■ **DIRECTION A**:
In the post on lazy selling, what is laziness often cloaked in?

■ **PROVIDED PASSAGE**:
In several posts recently, I’ve been railing against lazy, unimaginative selling. I have to confess, I have no tolerance for laziness, and tend to be pretty hard-nosed when I see it. Pardon my venting, but I just need to let it out.

Laziness is all around us, but it’s often hard to spot. Often it’s cloaked in a frenzy of busyness. We see it everyday.

  • It’s the tired old email campaign–poorly written, poorly executed, poor follow up (If you want to see me rail, read “The Email Query.“)
  • It’s not preparing for the sales call. After all, we’ve made 100′s of them, we’re fast, we’re nimble, we can shoot from the lip. And if we didn’t accomplish what we wanted, we can just arrange another meeting.
  • It’s pitching our products rather than helping our customers solve their problems. Why take the time to learn our customers’ business and how we can help them. We get paid on what we sell.
  • It’s not prospecting. Prospecting is marketing’s job–they just need to get the right leads–people ready to issue a PO!
  • It’s not following the sales process, instead, just letting the deal take it’s own time. We know the sales process maximizes our ability to win, shortens our deal cycle, and maximizes our margins.
  • It’s being so consumed by activity that we don’t take the time to plan. We’re just to busy doing things or making ourselves look busy to keep our manager’s off our backs.
  • It’s letting the competition set the agenda, not leading the customer yourself.
  • It’s not having a healthy pipeline. We load our pipeline with garbage–then we keep busy going after bad deals.
  • It’s chasing bad deals, deals outside our sweet spot, unqualified deals. At least there’s a lot of activity. If we start chasing quality deals, then we might need to find more, which means we have to prospect, which……
  • It’s not fulfilling commitments you’ve made to the customer, or being slow in responding.
  • It’s making excuses. We’re working hard, but marketing is not giving us leads, customers are dragging their feet, they don’t have any budget, our products aren’t competitive, our prices our too high, managers don’t understand us.

■ **SOURCE RECORDS**:
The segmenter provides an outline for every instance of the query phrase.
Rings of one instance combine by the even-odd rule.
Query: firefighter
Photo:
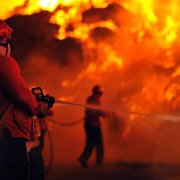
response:
[[[103,95],[103,90],[99,85],[96,85],[92,89],[92,95],[90,95],[86,103],[91,105],[101,105],[101,96]],[[103,138],[101,131],[100,117],[104,117],[105,113],[103,111],[97,111],[92,109],[85,110],[85,134],[86,134],[86,145],[79,157],[79,162],[82,167],[87,168],[87,161],[92,154],[93,149],[96,149],[96,166],[102,166],[104,148],[103,148]]]
[[[37,102],[10,56],[13,30],[0,20],[0,179],[28,180],[26,141],[34,138]]]
[[[45,112],[46,117],[53,116],[52,109]],[[48,131],[48,125],[45,116],[37,115],[37,123],[39,129],[38,143],[29,150],[30,161],[30,180],[44,180],[45,179],[45,165],[43,159],[44,139]]]

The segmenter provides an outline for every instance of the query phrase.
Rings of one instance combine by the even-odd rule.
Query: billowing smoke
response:
[[[59,6],[56,11],[58,8],[63,9]],[[180,162],[180,143],[176,138],[180,135],[179,122],[117,112],[166,115],[177,111],[173,97],[179,90],[179,41],[170,44],[161,39],[164,22],[159,21],[156,28],[143,26],[142,16],[113,3],[82,12],[81,23],[90,28],[87,39],[59,40],[56,37],[61,27],[49,23],[51,16],[52,13],[41,11],[6,20],[16,38],[13,56],[28,83],[42,86],[57,98],[78,103],[85,102],[94,84],[102,85],[103,106],[116,110],[102,122],[107,160]],[[110,22],[105,26],[105,21]],[[68,33],[75,29],[76,23],[67,24]],[[83,109],[76,107],[55,106],[54,111],[53,118],[63,122],[84,115]],[[84,144],[83,124],[69,128],[52,126],[51,132],[55,163],[76,162]]]

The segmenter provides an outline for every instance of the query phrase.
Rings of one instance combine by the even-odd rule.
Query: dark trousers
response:
[[[92,154],[93,149],[96,149],[96,165],[101,165],[103,162],[104,148],[102,132],[99,127],[85,127],[86,146],[80,158],[87,161]]]
[[[40,146],[29,152],[30,180],[44,180],[44,160]]]
[[[11,137],[5,129],[0,139],[0,180],[28,180],[29,162],[24,138]]]
[[[44,180],[45,167],[42,150],[46,131],[41,131],[39,146],[32,148],[29,152],[30,180]]]

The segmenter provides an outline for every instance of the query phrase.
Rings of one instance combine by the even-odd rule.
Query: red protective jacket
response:
[[[0,114],[10,105],[13,108],[0,122],[0,136],[7,127],[12,137],[34,137],[32,116],[37,109],[37,102],[28,89],[16,61],[10,56],[0,55]]]

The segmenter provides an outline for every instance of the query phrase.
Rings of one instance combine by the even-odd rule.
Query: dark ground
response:
[[[118,163],[104,167],[53,167],[46,180],[180,180],[180,165]]]

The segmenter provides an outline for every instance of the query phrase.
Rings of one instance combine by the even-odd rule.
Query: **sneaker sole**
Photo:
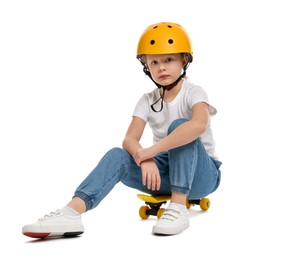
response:
[[[65,233],[35,233],[24,232],[23,235],[32,238],[49,238],[49,237],[76,237],[83,234],[83,231],[65,232]]]

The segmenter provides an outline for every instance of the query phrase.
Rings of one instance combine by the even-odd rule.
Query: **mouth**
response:
[[[169,75],[161,75],[161,76],[159,76],[159,79],[167,79],[169,77]]]

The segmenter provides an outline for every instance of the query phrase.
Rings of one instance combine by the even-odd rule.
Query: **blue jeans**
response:
[[[168,133],[185,121],[177,119],[172,122]],[[148,194],[170,195],[180,192],[189,199],[203,198],[214,192],[220,184],[221,162],[207,154],[200,138],[158,154],[154,160],[161,177],[158,191],[149,190],[142,184],[141,168],[126,150],[116,147],[104,155],[77,187],[74,197],[83,199],[88,211],[95,208],[119,182]]]

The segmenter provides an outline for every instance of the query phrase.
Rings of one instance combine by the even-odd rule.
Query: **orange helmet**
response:
[[[191,41],[185,29],[176,23],[162,22],[150,25],[140,37],[137,58],[144,54],[186,53],[193,60]]]

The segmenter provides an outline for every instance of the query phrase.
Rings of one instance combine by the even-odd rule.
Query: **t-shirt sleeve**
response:
[[[136,104],[136,107],[133,112],[133,116],[140,117],[146,123],[149,119],[149,102],[147,96],[144,94]]]
[[[207,103],[209,105],[210,115],[211,116],[216,115],[217,110],[210,103],[206,91],[203,88],[201,88],[200,86],[194,86],[194,87],[190,88],[190,90],[189,90],[189,94],[188,94],[188,106],[189,106],[190,109],[192,109],[192,107],[195,104],[199,103],[199,102],[205,102],[205,103]]]

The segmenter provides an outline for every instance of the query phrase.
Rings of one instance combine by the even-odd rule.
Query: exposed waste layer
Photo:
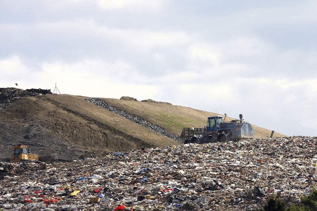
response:
[[[23,90],[12,87],[0,88],[0,110],[4,109],[22,97],[31,97],[39,95],[52,94],[50,90],[31,89]]]
[[[152,99],[148,99],[147,100],[141,100],[141,102],[154,102],[156,103],[159,103],[160,104],[167,104],[167,105],[171,105],[172,104],[167,102],[161,102],[160,101],[156,101]]]
[[[121,97],[121,98],[120,98],[120,100],[132,100],[133,101],[139,101],[136,99],[135,98],[132,97],[127,97],[125,96],[123,96]]]
[[[0,208],[258,210],[270,198],[296,203],[317,187],[316,144],[317,137],[254,139],[46,166],[0,163]]]
[[[165,130],[164,128],[152,124],[141,117],[133,116],[128,114],[123,111],[114,108],[102,100],[99,99],[93,98],[84,99],[84,100],[88,101],[100,107],[107,109],[110,111],[119,114],[127,119],[142,125],[150,130],[154,131],[161,135],[163,135],[176,141],[178,141],[179,137],[177,135],[168,132]]]

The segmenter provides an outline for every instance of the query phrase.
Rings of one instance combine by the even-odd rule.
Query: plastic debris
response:
[[[297,136],[187,144],[46,168],[0,162],[6,171],[0,209],[45,203],[75,211],[258,211],[270,197],[296,202],[317,188],[316,142]]]

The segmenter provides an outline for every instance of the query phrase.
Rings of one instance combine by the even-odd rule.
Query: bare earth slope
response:
[[[72,160],[81,155],[177,145],[175,140],[83,99],[86,97],[47,95],[22,98],[0,110],[0,158],[10,157],[12,145],[31,146],[34,150],[51,149],[60,159]],[[153,102],[98,98],[114,107],[179,135],[184,127],[201,127],[213,113]],[[228,118],[227,119],[233,119]],[[256,137],[271,131],[253,126]],[[275,137],[284,137],[275,133]]]
[[[148,120],[179,135],[183,127],[202,127],[206,124],[208,116],[221,115],[180,106],[110,98],[99,99],[114,107]],[[236,119],[227,116],[225,121],[234,119]],[[271,130],[253,124],[252,126],[254,129],[255,138],[269,138]],[[275,132],[273,137],[286,136]]]

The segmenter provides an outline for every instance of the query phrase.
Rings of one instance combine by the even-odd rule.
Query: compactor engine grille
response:
[[[248,124],[248,135],[250,136],[252,136],[252,127],[249,124]]]
[[[247,124],[244,124],[242,127],[242,134],[243,135],[247,135]]]

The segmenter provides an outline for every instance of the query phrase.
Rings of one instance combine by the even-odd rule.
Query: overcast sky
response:
[[[316,136],[316,14],[315,1],[0,0],[0,87],[56,82]]]

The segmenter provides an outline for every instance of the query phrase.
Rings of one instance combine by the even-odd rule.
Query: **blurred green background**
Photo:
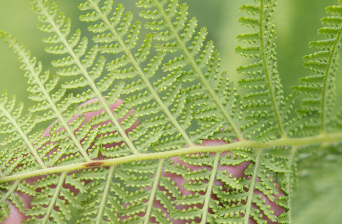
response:
[[[87,24],[78,20],[80,11],[76,7],[83,0],[56,0],[60,11],[71,18],[73,28],[79,27],[84,35],[91,37],[86,30]],[[115,4],[123,2],[128,10],[133,11],[136,19],[139,9],[135,6],[136,0],[115,0]],[[230,77],[237,80],[236,68],[245,62],[245,59],[235,53],[237,45],[235,37],[244,30],[237,21],[242,14],[237,10],[242,3],[253,2],[241,0],[188,0],[190,16],[196,16],[199,27],[207,26],[208,39],[214,41],[221,52],[221,64],[228,71]],[[302,66],[302,57],[312,52],[308,47],[309,41],[318,40],[317,30],[320,19],[327,5],[336,3],[337,0],[279,0],[275,13],[277,27],[277,52],[278,70],[286,94],[290,86],[297,83],[300,77],[310,74]],[[27,0],[0,0],[0,29],[3,30],[25,43],[32,55],[43,61],[45,69],[49,67],[53,57],[45,53],[41,40],[44,34],[35,27],[36,17],[31,11]],[[27,100],[26,79],[12,50],[0,41],[0,90],[6,89],[9,95],[15,94],[18,102],[23,102],[25,108],[32,103]],[[50,66],[51,67],[51,66]],[[340,70],[342,71],[342,70]],[[342,78],[338,76],[338,96],[342,95]],[[342,102],[338,100],[338,104]],[[341,169],[335,163],[327,164],[324,170],[313,170],[312,174],[300,180],[292,202],[295,223],[342,223],[342,205],[339,203],[342,193]],[[340,184],[341,183],[341,184]]]

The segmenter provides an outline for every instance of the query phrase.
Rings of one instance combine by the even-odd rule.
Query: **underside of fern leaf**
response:
[[[326,39],[303,58],[318,74],[285,97],[276,0],[239,8],[249,31],[235,51],[253,60],[237,69],[248,77],[236,85],[243,91],[186,3],[140,0],[142,21],[118,3],[79,6],[90,40],[56,3],[31,3],[45,51],[56,55],[54,75],[0,31],[36,102],[23,115],[14,97],[0,98],[0,221],[17,212],[25,223],[291,223],[299,171],[341,151],[341,5],[327,7],[319,30]]]

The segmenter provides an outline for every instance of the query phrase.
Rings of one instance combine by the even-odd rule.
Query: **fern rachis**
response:
[[[237,69],[253,76],[238,82],[248,90],[241,98],[220,72],[214,42],[205,43],[206,29],[196,31],[179,0],[137,3],[152,31],[138,49],[141,22],[122,4],[79,6],[91,10],[80,19],[98,34],[93,44],[79,30],[70,35],[56,4],[33,2],[39,29],[54,34],[43,40],[46,51],[62,55],[52,64],[62,68],[58,76],[42,73],[23,45],[0,31],[37,102],[22,116],[22,103],[16,108],[5,92],[0,99],[0,220],[19,212],[9,213],[10,202],[31,223],[67,223],[75,211],[82,223],[291,223],[297,170],[341,148],[341,113],[334,114],[342,6],[327,8],[333,16],[322,21],[330,26],[319,31],[327,39],[311,43],[317,52],[304,57],[319,74],[301,78],[285,97],[276,1],[256,1],[240,8],[249,17],[239,21],[253,31],[238,36],[248,45],[235,50],[256,60]],[[62,76],[69,79],[58,84]],[[35,127],[53,120],[43,132]],[[32,196],[29,204],[19,192]]]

■ **DIRECTION B**:
Please show every line of the records that contains the string "fern".

■ **CORRECT ANSWER A**:
A frenzy of busyness.

■ **CORRECT ANSWER B**:
Query: **underside of fern leaf**
Query: **fern rachis**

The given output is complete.